(DATASET ROWS):
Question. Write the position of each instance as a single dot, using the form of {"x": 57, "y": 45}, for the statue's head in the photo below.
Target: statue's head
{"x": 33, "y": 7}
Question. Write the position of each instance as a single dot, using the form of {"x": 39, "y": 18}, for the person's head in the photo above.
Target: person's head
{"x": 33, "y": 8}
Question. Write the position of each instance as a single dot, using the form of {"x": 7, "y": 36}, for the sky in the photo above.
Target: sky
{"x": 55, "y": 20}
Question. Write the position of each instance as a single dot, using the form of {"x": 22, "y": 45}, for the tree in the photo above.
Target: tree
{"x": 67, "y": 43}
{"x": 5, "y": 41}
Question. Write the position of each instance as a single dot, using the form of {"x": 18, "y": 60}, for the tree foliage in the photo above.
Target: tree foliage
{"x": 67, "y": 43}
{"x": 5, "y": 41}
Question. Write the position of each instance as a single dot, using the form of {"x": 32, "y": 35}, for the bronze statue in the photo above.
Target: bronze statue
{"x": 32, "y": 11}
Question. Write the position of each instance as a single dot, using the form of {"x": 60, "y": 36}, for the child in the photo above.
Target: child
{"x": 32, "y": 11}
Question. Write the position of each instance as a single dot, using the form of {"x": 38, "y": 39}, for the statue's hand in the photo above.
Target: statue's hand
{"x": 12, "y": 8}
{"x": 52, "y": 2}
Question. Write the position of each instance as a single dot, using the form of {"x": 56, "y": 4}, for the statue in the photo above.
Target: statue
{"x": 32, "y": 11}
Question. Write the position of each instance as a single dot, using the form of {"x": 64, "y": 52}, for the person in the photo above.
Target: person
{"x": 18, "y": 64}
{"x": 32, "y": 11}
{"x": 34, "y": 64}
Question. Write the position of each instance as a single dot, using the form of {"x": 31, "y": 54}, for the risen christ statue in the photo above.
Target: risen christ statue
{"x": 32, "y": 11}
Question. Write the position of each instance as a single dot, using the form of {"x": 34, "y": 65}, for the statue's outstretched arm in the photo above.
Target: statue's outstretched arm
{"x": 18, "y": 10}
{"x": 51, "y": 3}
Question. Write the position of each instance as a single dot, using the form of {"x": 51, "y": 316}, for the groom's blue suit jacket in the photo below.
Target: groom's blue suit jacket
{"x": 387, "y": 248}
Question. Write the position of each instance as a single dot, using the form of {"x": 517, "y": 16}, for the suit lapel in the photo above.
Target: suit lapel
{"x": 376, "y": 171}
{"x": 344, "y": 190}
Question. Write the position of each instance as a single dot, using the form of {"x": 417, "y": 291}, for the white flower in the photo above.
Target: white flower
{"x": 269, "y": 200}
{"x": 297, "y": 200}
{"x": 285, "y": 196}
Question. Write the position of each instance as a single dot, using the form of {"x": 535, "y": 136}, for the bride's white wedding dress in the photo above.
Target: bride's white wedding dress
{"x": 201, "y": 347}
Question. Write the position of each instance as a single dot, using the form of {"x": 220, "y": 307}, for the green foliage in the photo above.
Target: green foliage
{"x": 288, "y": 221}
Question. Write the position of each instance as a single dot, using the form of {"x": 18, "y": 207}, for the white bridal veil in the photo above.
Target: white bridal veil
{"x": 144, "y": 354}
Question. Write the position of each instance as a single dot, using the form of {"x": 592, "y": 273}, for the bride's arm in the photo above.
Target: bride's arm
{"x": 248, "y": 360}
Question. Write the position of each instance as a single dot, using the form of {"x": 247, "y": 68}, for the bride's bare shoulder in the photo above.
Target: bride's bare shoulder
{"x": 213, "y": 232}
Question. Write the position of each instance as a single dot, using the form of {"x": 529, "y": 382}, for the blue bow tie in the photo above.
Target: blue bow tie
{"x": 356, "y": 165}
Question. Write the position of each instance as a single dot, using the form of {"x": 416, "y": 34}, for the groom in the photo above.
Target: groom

(TASK TO CARRY OUT): Every entry above needs to be quoted exactly.

(COMPLETED EXERCISE):
Question. Write the position of each instance as a single dot, using the form of {"x": 57, "y": 45}, for the statue's head in the photo below.
Target: statue's head
{"x": 33, "y": 7}
Question. Write the position of each instance as a single dot, using the form of {"x": 39, "y": 18}, for the person's head in the photo above.
Target: person's head
{"x": 33, "y": 8}
Question. Write the position of each instance as a single dot, using the form of {"x": 7, "y": 36}, for the sky in the photo above.
Target: sky
{"x": 55, "y": 20}
Question. Write the position of each instance as a single dot, using the form of {"x": 22, "y": 45}, for the tree in the photo above.
Target: tree
{"x": 67, "y": 43}
{"x": 5, "y": 41}
Question. Write the position of each instance as a single dot, using the form of {"x": 18, "y": 60}, for the tree foliage in the photo above.
Target: tree foliage
{"x": 67, "y": 43}
{"x": 5, "y": 41}
Question. Write the position of each instance as a single dot, using the form of {"x": 32, "y": 35}, for the bronze statue in the photo above.
Target: bronze statue
{"x": 32, "y": 11}
Question. Write the position of each instance as a single dot, using the form of {"x": 60, "y": 36}, for the child in the photo above.
Target: child
{"x": 32, "y": 11}
Question. Write the position of each instance as a single dot, using the form of {"x": 38, "y": 39}, for the statue's hand in the photo above.
Target: statue's hand
{"x": 12, "y": 8}
{"x": 52, "y": 2}
Question. Write the position of each instance as a single dot, using the form of {"x": 56, "y": 4}, for the statue in the photo above.
Target: statue
{"x": 32, "y": 11}
Question. Write the position of each instance as a single dot, using the form of {"x": 64, "y": 52}, for the person in the photo above.
Target: person
{"x": 18, "y": 64}
{"x": 32, "y": 11}
{"x": 34, "y": 64}
Question. Write the position of each instance as a single dot, using the form of {"x": 31, "y": 54}, for the risen christ statue in the photo above.
Target: risen christ statue
{"x": 32, "y": 11}
Question. Write the position of each instance as a single dot, using the form of {"x": 34, "y": 65}, for the statue's outstretched arm in the photo above.
Target: statue's outstretched arm
{"x": 18, "y": 10}
{"x": 51, "y": 3}
Question. Write the position of each instance as a single dot, using the form of {"x": 51, "y": 316}, for the groom's blue suit jacket in the photo below.
Target: groom's blue suit jacket
{"x": 387, "y": 248}
Question. Write the position of each instance as a single dot, using the form of {"x": 517, "y": 16}, for the suit lapel in the photo above.
Target: suit lapel
{"x": 376, "y": 171}
{"x": 344, "y": 190}
Question. Write the position of each instance as a single dot, using the form of {"x": 417, "y": 291}, for the white flower in the photo above.
Target: white flower
{"x": 269, "y": 200}
{"x": 297, "y": 200}
{"x": 285, "y": 196}
Question. Write the position of each instance as a single dot, using the form of {"x": 535, "y": 136}, for the bride's white wedding dress in the photo above.
Target: bride's white wedding dress
{"x": 201, "y": 347}
Question. Write the position of each instance as a single dot, using the form of {"x": 220, "y": 307}, for the green foliage in the photo above.
Target: green foliage
{"x": 288, "y": 221}
Question. Write the position of each instance as a single dot, using the form of {"x": 18, "y": 207}, for the white bridal veil in the photo above.
Target: white bridal veil
{"x": 144, "y": 354}
Question. Write the position of each instance as a single dot, using the form of {"x": 592, "y": 273}, for the bride's arm in the photo above.
Target: bride's arm
{"x": 248, "y": 360}
Question. Write the position of each instance as a single dot, using the form of {"x": 247, "y": 68}, for the bride's bare shoulder in the photo above.
Target: bride's bare shoulder
{"x": 213, "y": 232}
Question. Write the position of each instance as a single dot, using the form of {"x": 529, "y": 382}, for the blue bow tie in the photo above.
Target: blue bow tie
{"x": 356, "y": 165}
Question. Write the position of each instance as a single dot, using the form of {"x": 416, "y": 34}, for the groom in the photo above.
Target: groom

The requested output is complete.